| ACTIVITY |
All of the entries should be returned without a single change.

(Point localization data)
▬▬▬

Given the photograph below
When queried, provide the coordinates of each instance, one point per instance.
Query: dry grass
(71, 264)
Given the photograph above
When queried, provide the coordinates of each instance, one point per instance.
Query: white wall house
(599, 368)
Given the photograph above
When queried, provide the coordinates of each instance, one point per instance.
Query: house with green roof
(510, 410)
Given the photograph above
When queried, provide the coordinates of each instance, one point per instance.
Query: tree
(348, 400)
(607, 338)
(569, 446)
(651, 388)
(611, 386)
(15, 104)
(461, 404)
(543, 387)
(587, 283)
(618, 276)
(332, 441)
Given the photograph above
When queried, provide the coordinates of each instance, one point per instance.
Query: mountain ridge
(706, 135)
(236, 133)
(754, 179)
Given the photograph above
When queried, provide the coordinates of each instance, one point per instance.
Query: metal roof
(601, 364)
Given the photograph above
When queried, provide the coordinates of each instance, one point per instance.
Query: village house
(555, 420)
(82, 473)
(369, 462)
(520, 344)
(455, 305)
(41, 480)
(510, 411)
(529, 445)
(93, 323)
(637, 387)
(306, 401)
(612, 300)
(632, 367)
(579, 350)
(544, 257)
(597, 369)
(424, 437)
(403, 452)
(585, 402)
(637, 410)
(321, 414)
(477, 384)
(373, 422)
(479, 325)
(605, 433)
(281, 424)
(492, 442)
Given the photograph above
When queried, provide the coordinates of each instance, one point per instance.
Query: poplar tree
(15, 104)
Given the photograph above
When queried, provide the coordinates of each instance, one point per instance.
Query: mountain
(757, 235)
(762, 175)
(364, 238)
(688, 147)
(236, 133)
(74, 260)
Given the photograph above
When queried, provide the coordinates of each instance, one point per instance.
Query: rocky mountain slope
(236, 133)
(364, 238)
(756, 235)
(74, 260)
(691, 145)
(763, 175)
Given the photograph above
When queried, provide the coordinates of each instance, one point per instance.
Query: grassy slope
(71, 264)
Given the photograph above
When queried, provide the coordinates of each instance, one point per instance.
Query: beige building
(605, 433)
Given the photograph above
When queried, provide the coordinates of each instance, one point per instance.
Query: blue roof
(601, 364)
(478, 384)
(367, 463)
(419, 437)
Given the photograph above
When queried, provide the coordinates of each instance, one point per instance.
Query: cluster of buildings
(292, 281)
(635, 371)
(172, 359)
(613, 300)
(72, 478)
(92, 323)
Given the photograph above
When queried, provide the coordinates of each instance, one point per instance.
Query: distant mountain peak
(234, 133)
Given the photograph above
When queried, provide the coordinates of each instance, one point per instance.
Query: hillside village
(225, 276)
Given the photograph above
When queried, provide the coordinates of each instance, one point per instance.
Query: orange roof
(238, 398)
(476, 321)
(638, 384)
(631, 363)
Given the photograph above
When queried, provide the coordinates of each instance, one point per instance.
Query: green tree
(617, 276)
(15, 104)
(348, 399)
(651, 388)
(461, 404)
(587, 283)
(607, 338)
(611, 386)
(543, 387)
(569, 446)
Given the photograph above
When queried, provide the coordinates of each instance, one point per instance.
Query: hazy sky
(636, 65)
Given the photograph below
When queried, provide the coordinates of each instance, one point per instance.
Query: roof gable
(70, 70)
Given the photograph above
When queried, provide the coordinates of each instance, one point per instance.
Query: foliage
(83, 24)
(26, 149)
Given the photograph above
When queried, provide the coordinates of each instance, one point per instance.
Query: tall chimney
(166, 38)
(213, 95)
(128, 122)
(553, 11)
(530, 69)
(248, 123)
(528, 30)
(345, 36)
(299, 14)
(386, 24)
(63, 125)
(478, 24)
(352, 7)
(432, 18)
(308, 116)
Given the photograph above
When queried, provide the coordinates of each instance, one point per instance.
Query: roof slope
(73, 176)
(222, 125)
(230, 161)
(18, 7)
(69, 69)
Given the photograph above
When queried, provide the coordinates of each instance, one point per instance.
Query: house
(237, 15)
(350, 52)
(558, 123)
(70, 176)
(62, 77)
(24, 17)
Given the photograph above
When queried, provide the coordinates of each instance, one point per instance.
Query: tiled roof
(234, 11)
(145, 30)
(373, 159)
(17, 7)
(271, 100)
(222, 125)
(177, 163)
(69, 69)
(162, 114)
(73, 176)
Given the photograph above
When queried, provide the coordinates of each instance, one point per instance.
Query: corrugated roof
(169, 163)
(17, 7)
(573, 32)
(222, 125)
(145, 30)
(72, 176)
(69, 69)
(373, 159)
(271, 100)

▬▬▬

| RESULT OF THE EXERCISE |
Given the photograph below
When queried, provide the coordinates of each instance, one point per instance.
Query: dry grass
(71, 264)
Given the photograph above
When queried, provide the coordinates of each instance, one point per instance.
Query: white wall house
(599, 368)
Given the photograph above
When queried, provide the coordinates of each instance, one point per instance.
Query: house with green roof
(510, 410)
Given the photograph above
When queried, provide the coordinates of each instance, one point per instance.
Query: tree
(348, 400)
(607, 338)
(569, 446)
(651, 388)
(611, 386)
(15, 104)
(461, 404)
(543, 387)
(587, 283)
(618, 276)
(332, 441)
Given the photograph above
When queried, provide the coordinates of each instance, one point per instance.
Query: mountain ridge
(706, 135)
(236, 133)
(754, 179)
Given the photograph above
When queried, provide the coordinates of each instance, one point per instance.
Query: metal roof
(601, 364)
Given the photograph above
When queried, provide the coordinates of each instance, one point per instance.
Query: village house
(555, 420)
(82, 473)
(369, 462)
(520, 344)
(455, 305)
(41, 480)
(510, 411)
(529, 445)
(93, 323)
(637, 387)
(306, 401)
(612, 300)
(632, 367)
(579, 350)
(544, 257)
(597, 369)
(424, 437)
(403, 452)
(585, 402)
(637, 410)
(321, 414)
(477, 384)
(373, 422)
(479, 325)
(605, 433)
(281, 424)
(492, 442)
Given the photograph above
When queried, provide the coordinates of each instance, one point per instance.
Query: poplar tree
(15, 104)
Given the photograph above
When queried, provide the coordinates of each instance, one point per instance.
Query: mountain
(757, 235)
(762, 175)
(364, 238)
(688, 147)
(236, 133)
(74, 260)
Given the photograph above
When queried, provide the coordinates of each instance, one point per instance.
Query: rocky mountain slope
(236, 133)
(364, 238)
(756, 235)
(74, 260)
(691, 145)
(763, 175)
Given the photograph above
When queried, provide the coordinates of each instance, one point per instance.
Query: grassy slope
(71, 264)
Given the photograph above
When queried, provide the coordinates of each instance, one point per instance.
Query: beige building
(605, 433)
Given the photograph above
When queried, provide the coordinates of each instance, one point per instance.
Query: blue roof
(601, 364)
(478, 384)
(367, 463)
(419, 437)
Given the photograph above
When queried, provide the coordinates of each instance, one point per instance.
Query: cluster of buildings
(292, 281)
(635, 371)
(172, 359)
(613, 300)
(72, 478)
(92, 323)
Given the photograph above
When queried, provide the coordinates of each instance, one point per instance.
Query: distant mountain peak
(234, 133)
Given the photograph above
When queried, provide the coordinates of each instance, one point per instance.
Query: hillside village
(225, 276)
Given the photograph above
When queried, provide the coordinates of each instance, one point per instance.
Query: orange roof
(238, 398)
(476, 321)
(638, 384)
(631, 363)
Given the photograph above
When queried, provide the coordinates of each instance, one point per instance.
Query: green tree
(617, 276)
(15, 104)
(348, 399)
(651, 388)
(461, 404)
(587, 283)
(607, 338)
(611, 386)
(543, 387)
(569, 446)
Given the photograph above
When queried, provide the coordinates of each instance, one point per instance.
Query: hazy sky
(636, 65)
Given the photograph below
When queried, provide the coordinates of each instance, one point per instance.
Query: roof gable
(70, 70)
Given the photograph above
When queried, provide the coordinates of each instance, one point per instance.
Query: foliage
(83, 24)
(26, 149)
Given the photograph above
When queried, provide the coordinates of each instance, one point per instance.
Query: tall chimney
(166, 38)
(213, 95)
(128, 122)
(553, 11)
(530, 69)
(248, 123)
(528, 30)
(345, 36)
(299, 14)
(386, 24)
(63, 125)
(478, 24)
(352, 7)
(432, 18)
(308, 116)
Given the photograph above
When queried, provide the coordinates of each instance, one point per instance.
Query: roof slope
(73, 176)
(222, 125)
(230, 161)
(18, 7)
(69, 69)
Given the photograph above
When queried, provide the coordinates of each instance, one point per instance.
Query: house
(237, 15)
(350, 52)
(558, 123)
(70, 176)
(62, 77)
(24, 17)
Given the photograph above
When queried, provide the coordinates of each instance, one point per instance.
Query: tiled roof
(234, 11)
(145, 30)
(373, 159)
(17, 7)
(271, 100)
(222, 125)
(177, 163)
(69, 69)
(162, 114)
(73, 176)
Given the photograph above
When queried, provide the coordinates of each instance, one point per instance.
Query: corrugated roof
(169, 163)
(17, 7)
(573, 32)
(222, 125)
(145, 30)
(72, 176)
(69, 69)
(373, 159)
(271, 100)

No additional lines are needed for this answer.